[Task instructions] Quote all entries exactly, leaving pictures aside.
* * * *
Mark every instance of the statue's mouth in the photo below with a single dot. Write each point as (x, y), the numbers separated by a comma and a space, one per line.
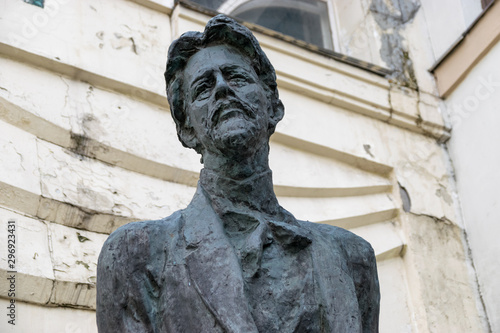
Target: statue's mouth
(229, 109)
(230, 113)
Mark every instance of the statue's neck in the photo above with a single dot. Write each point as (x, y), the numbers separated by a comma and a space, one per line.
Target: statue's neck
(245, 185)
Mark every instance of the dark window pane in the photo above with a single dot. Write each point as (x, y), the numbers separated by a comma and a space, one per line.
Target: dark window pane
(305, 20)
(38, 3)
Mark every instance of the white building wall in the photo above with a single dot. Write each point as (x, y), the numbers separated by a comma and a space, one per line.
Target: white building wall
(474, 108)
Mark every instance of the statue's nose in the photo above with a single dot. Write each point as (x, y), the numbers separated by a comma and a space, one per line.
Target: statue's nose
(222, 89)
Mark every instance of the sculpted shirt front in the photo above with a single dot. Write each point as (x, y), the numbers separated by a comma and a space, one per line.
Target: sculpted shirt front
(222, 265)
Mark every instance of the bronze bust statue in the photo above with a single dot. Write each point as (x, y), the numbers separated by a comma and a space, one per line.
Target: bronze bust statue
(234, 260)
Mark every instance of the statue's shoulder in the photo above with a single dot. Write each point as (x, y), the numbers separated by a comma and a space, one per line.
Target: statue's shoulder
(357, 250)
(133, 231)
(140, 239)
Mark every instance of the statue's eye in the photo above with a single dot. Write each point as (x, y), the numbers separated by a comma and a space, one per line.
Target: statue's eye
(201, 91)
(238, 79)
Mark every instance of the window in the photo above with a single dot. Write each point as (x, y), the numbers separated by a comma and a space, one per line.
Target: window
(486, 3)
(38, 3)
(305, 20)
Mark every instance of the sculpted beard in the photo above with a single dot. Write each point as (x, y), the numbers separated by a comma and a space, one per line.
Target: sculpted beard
(234, 124)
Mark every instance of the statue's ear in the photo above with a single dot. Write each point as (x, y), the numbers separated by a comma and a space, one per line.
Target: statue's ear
(278, 112)
(187, 135)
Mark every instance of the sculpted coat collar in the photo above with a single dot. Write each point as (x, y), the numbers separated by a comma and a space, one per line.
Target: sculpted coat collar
(207, 243)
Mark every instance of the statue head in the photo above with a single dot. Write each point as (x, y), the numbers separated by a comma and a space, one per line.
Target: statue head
(222, 89)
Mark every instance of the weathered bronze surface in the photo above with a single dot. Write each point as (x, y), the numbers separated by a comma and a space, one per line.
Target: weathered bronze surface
(234, 260)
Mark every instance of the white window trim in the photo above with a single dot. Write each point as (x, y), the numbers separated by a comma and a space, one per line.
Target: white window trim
(230, 6)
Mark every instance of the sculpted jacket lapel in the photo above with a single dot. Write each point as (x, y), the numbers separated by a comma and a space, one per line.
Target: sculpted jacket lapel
(213, 267)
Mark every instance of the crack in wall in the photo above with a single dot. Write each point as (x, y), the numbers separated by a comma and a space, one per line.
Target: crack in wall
(392, 16)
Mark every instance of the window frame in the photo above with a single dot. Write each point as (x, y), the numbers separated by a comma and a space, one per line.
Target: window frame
(329, 29)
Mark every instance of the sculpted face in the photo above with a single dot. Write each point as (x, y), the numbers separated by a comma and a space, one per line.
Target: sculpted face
(229, 109)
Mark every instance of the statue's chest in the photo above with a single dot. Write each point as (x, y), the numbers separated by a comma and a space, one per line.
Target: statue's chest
(283, 294)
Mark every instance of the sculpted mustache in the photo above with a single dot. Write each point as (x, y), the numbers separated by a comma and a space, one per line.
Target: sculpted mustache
(233, 103)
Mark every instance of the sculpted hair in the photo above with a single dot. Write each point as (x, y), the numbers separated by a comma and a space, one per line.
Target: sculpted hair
* * * *
[Solution to this exercise]
Mark every instance of the statue's mouth in the photo below with a single dot. Write each point as (x, y), the numbers separated by a comma and a space, one per line.
Target: statue's mouth
(229, 109)
(230, 113)
Mark every instance of the statue's neck in the photo above with a single dot. Write each point as (x, y), the numbers separated by a comma and a space, one per line.
Target: statue's neck
(245, 185)
Mark every instance of the dark window pane in the photo above with a single dot. Write each point as (x, y), the numbers separated by a comma and a space, one per line.
Target: dark window pane
(305, 20)
(38, 3)
Mark every instance of the white building wall in the photo above with a single dot. Write each point as (x, y), the numbers separated by a comma and a space, one per line.
Target: white building wall
(474, 108)
Mark every instance of the statue's nose in the photo above with a single dot. Write each point as (x, y), the numbers separated by a comma and a space, one per line.
Target: statue's nose
(222, 89)
Mark every instance of the sculpted shirt front in the photo above with a single dot. Write each point as (x, y), the numbers separated by a comma and a space, one per line.
Target: sculpted shirt front
(222, 265)
Mark every instance of the bronze bust statue in the photo above with a single dot. Write each point as (x, y), the numbers separated by a comma and a space, one per line.
Target: bronze bust statue
(234, 260)
Mark every instance of the statue's shoulder in the photo above with a single dot. Write each point as (x, y), the numbers separated by a comma and a space, one per line.
Target: statue's shoulder
(357, 250)
(133, 231)
(140, 239)
Mark every instance of the statue's eye in the photo above with a single dot. Write each point as (x, y), the numbers separated by a comma and a space, one per line.
Target: statue's eye
(201, 91)
(238, 79)
Mark every instance of the window in the photo above with a single dot. Write each point as (x, y), the numbers separated by a comma and a space, one per line.
Target: window
(486, 3)
(38, 3)
(305, 20)
Mark every instance of the sculpted beard in the photo above with a single dot. Write each point as (x, y), the numbers separated by a comma and a space, one per line.
Target: sculpted beard
(234, 124)
Mark every instance of the statue's ear in the photo above with a single dot. Write each point as (x, y), the numbers separated by a comma and a space, one per line.
Target: statue's ear
(278, 112)
(187, 135)
Mark every instance of the sculpted coat collar in the photo above with a single dot. Write each point as (x, y), the numbers separated by a comma and a space, one per line.
Target: sculpted coat collar
(207, 243)
Mark every instance of the statue head in the photo above with a single dot. Write each point as (x, y), the numbers separated by a comma and a space, one per line.
Target: statue head
(222, 89)
Mark every instance of the weathered bronze surface in the photo above with a single dot. Write each point as (x, y), the numbers separated by a comma and a space, one per line.
Target: weathered bronze surface
(234, 260)
Mark every instance of the white window trim in the photo above with a single dot. Write each point as (x, y), the numbers separated by a comma and a space, one per line.
Target: white window trim
(230, 6)
Mark every instance of the sculpted jacket lapel in the photo above with a single dot. Write each point as (x, y), the numbers separated by a comma and a space, one per line.
Target: sculpted jacket lapel
(213, 267)
Mark every instance of the crack in wall in the photo above with a single dot. Write each point as (x, y), the numbers separated by a comma and a space, one per line.
Target: crack in wall
(392, 16)
Mark every instance of the window frame in the photo above with a single dot. Write each point as (x, y), the numbers separated by a comma and a space, one per line.
Target: window frame
(329, 29)
Mark every instance of the sculpted face in the photo above with a single dot. Write each point as (x, y), the numbers separated by a comma and a space, one per line.
Target: sculpted face
(229, 109)
Mark every instance of the statue's chest in the photo above with a single dot. Write each point as (x, y), the numbers separated by a comma and a space, one per line.
Target: statue's chest
(283, 294)
Mark every instance of the sculpted mustache in the photo above with a single dot. Write each point as (x, y), the numbers separated by a comma and a space, one per line.
Target: sculpted mustache
(233, 103)
Mark every instance of the sculpted hair in the photo above with a single dot. Write each point as (x, y), the numbers separated by a comma and a space, one per line.
Target: sculpted hair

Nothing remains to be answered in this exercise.